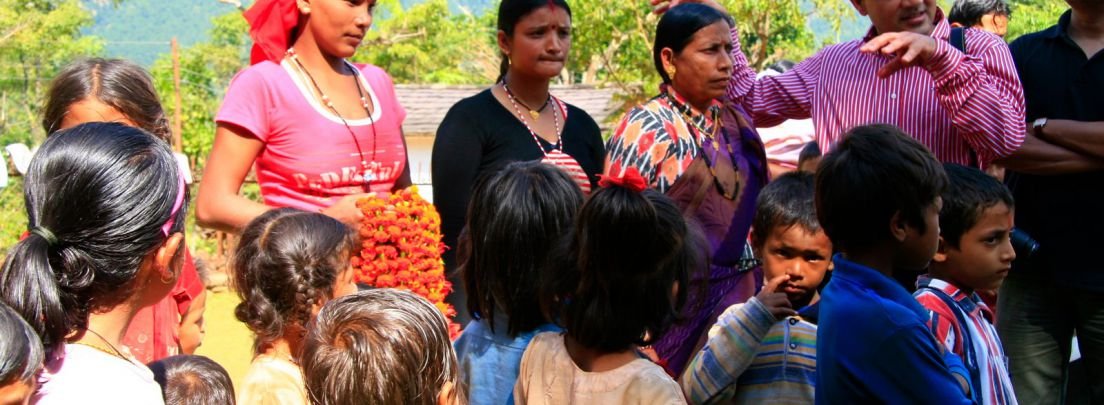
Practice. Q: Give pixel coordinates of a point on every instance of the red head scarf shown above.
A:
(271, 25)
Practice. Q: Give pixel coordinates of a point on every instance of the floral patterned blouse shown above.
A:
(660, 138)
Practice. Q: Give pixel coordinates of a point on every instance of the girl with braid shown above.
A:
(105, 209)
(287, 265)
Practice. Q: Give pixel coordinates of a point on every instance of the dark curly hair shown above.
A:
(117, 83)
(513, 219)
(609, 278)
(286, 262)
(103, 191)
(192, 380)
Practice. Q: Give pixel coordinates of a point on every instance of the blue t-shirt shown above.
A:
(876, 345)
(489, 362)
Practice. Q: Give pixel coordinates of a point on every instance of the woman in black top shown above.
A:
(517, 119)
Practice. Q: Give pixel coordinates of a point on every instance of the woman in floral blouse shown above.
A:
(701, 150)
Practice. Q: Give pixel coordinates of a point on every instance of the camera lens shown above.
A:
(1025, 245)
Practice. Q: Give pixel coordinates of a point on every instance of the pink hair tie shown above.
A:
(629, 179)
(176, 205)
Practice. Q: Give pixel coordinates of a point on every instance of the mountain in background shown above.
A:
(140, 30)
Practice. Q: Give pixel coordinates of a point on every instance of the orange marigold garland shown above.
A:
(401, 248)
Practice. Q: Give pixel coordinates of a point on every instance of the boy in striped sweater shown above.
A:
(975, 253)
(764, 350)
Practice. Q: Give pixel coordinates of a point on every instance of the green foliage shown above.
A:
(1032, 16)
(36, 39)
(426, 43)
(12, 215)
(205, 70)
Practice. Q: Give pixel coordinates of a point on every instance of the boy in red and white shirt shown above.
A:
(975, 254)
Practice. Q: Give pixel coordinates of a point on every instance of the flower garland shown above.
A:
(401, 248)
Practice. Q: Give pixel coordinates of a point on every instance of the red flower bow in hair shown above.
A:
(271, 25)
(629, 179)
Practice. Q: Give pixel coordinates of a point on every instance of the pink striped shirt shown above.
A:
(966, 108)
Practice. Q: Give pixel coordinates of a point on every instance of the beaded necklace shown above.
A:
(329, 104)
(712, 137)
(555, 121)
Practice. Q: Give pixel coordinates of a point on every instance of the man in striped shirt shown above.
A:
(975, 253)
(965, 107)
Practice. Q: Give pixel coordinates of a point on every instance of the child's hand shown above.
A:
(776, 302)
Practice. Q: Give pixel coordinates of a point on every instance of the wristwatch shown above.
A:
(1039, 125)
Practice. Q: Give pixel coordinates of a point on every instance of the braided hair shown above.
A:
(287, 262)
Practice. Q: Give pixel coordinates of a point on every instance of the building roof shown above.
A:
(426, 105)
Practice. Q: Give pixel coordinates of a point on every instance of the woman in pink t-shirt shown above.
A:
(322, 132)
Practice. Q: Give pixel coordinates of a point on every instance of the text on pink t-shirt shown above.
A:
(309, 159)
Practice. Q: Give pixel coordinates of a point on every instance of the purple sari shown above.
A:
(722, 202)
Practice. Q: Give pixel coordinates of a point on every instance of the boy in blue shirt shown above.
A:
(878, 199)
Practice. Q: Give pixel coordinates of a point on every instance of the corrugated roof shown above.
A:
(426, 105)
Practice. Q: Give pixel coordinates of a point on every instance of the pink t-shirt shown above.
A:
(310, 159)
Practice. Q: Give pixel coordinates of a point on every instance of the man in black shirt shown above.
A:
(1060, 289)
== == ==
» **YOUR ASSIGNMENT**
Pick every line containing the word "black" out of the material, and copy those lines.

» **SOLUTION FOR THIS EXERCISE**
Practice. Q: Give pixel coordinates of a point on every instance of the woman in black top shown above.
Practice. Q: Give pixel coordinates of a point on every instance of the man in black shirt shown above.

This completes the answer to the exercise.